**Page text**:
******
In this study, based on the previous fabrication method of an aluminosilicate-based microfiltration membrane [18], a cementitious microfiltration membrane (CM) was prepared with cementitious and amorphous silica powders (C-10 μm) as raw materials. Effects of the silica–cementitious ratio (s/c) on the pore size distribution, mechanical strength, pure water flux (PWF), and porosity of the membrane were investigated to obtain the optimal membrane conditions. Benzophenone-4 (BP-4) is one of the most widely used UV filters [3]; it is added to sunscreen, lotion, lipstick, and other personal care products (PCPs) [19] and is frequently detected in aquatic environments [20,21,22]. Furthermore, nitrobenzene [23], p-chlorophenol (p-CP) [24], p-chloronitrobenzene (p-CNB) [25], and p-chlorobenzoic acid (p-CBA) [26] are common organic pollutants as pesticides, dye intermediates, etc., widely used in human activities. The membrane-catalyzed ozonation efficiency and reaction kinetics of the above-mentioned model pollutants were studied. A leveling effect of the membrane-catalyzed ozonation system of the initial pH in solution was also found. The membrane reuse experiment provides guidance for the practical applications of CMs.

2. Materials and Methods

2.1. Materials and Reagents

The main raw materials for the membrane fabrication were cementitious powder (PO 42.5, Tian E^®, Harbin, China) and silica. Silicon dioxide powder was purchased from Macklin^® Shanghai, China, named C-10 μm. Nitrobenzene (99% purity), p-CNB (99% purity), p-CA (98% purity), p-CP (99% purity), and p-CBA (99% purity) were all obtained from Sigma-Aldrich (Sigma-Aldrich Inc., St. Louis, MI, USA), and BP-4 (98% purity) was obtained from J&K (Beijing, China), with a stock solution concentration of 100 mg/L. Bovine serum albumin (BSA, MW = 66.5 kDa) was purchased from Aobox (Beijng, China). Ultrapure water was supplied by a Milli-Q^® system (resistivity > 18.0 M cm) and used in all experiments.
******
**Provided records**:
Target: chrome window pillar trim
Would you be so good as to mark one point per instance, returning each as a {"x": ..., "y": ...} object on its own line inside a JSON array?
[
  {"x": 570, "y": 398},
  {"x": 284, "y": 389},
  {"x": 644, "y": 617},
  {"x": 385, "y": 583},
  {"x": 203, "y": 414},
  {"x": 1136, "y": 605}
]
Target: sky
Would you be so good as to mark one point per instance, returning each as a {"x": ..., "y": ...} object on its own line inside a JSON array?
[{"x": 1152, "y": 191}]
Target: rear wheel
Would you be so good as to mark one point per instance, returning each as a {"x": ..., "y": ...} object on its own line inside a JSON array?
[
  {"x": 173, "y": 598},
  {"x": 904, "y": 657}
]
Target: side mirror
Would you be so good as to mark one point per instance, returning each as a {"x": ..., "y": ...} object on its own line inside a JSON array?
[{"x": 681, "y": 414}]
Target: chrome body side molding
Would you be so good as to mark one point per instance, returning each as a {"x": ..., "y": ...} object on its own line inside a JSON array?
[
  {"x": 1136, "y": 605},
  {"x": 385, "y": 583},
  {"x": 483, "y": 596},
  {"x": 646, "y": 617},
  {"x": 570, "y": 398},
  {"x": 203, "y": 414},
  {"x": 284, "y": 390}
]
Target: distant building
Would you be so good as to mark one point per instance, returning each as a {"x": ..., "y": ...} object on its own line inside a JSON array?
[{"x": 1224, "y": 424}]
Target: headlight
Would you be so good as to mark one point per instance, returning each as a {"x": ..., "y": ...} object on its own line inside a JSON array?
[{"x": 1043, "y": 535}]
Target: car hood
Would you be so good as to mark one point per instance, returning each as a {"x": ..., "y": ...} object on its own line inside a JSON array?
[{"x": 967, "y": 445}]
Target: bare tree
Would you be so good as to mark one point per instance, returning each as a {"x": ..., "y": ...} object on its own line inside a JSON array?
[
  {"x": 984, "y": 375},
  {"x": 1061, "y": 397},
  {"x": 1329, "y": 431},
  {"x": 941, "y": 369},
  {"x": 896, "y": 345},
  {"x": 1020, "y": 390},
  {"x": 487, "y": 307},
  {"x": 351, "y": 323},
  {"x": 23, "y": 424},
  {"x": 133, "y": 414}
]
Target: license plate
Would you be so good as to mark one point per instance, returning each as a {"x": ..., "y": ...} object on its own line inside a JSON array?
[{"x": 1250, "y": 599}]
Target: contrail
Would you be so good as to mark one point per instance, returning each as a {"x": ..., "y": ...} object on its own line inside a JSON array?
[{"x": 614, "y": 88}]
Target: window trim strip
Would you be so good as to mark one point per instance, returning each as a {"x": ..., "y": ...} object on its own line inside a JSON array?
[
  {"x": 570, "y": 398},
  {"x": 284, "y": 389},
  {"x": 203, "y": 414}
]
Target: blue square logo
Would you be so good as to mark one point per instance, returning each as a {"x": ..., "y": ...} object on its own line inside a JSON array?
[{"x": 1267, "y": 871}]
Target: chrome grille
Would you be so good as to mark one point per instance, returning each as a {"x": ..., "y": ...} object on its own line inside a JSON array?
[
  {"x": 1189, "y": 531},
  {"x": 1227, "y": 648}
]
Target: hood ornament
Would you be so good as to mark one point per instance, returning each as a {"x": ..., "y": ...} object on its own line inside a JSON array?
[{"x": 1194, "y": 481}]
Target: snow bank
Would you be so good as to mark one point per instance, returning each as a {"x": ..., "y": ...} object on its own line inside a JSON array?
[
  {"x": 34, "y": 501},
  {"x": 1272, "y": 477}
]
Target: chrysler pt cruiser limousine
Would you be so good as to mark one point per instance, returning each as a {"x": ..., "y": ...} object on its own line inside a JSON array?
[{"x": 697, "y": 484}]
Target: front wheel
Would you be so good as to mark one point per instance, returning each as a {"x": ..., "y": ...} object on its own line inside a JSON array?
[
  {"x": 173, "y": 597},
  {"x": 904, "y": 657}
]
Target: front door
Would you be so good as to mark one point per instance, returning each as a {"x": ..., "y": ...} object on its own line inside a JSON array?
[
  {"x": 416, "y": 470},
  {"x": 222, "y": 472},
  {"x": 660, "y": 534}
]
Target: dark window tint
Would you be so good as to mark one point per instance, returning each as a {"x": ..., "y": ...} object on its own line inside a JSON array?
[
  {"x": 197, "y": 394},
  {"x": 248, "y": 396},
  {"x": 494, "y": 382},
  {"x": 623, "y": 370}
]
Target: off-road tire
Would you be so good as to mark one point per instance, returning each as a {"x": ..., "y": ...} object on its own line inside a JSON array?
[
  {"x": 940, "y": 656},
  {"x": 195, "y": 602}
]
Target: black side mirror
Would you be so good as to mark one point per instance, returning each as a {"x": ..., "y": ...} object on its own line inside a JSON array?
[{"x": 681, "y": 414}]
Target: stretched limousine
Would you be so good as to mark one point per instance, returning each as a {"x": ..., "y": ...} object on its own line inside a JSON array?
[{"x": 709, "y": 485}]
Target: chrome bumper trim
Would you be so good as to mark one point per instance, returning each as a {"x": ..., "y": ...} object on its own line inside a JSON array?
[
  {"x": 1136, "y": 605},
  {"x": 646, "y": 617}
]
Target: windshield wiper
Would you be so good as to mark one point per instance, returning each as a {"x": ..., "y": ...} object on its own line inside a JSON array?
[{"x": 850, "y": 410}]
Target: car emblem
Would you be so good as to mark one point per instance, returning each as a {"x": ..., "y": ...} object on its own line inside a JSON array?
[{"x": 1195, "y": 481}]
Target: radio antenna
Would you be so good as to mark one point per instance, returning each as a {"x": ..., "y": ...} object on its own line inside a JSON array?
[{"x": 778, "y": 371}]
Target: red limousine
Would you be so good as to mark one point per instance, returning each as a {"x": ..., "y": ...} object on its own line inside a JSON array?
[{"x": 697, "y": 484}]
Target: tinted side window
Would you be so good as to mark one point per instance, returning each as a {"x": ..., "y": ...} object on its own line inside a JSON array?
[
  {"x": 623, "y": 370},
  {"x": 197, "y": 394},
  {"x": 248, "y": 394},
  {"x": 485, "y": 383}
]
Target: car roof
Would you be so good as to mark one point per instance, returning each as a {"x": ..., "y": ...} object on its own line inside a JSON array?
******
**Tasks to perform**:
[1] Copy the passage on the cementitious membrane word for word, starting with "The main raw" and going on through "in all experiments.".
[2] From the rows, gather every line that contains the string "chrome".

**Solutions in order**:
[1]
The main raw materials for the membrane fabrication were cementitious powder (PO 42.5, Tian E^®, Harbin, China) and silica. Silicon dioxide powder was purchased from Macklin^® Shanghai, China, named C-10 μm. Nitrobenzene (99% purity), p-CNB (99% purity), p-CA (98% purity), p-CP (99% purity), and p-CBA (99% purity) were all obtained from Sigma-Aldrich (Sigma-Aldrich Inc., St. Louis, MI, USA), and BP-4 (98% purity) was obtained from J&K (Beijing, China), with a stock solution concentration of 100 mg/L. Bovine serum albumin (BSA, MW = 66.5 kDa) was purchased from Aobox (Beijng, China). Ultrapure water was supplied by a Milli-Q^® system (resistivity > 18.0 M cm) and used in all experiments.

[2]
Target: chrome window pillar trim
Target: chrome body side molding
Target: chrome grille
Target: chrome bumper trim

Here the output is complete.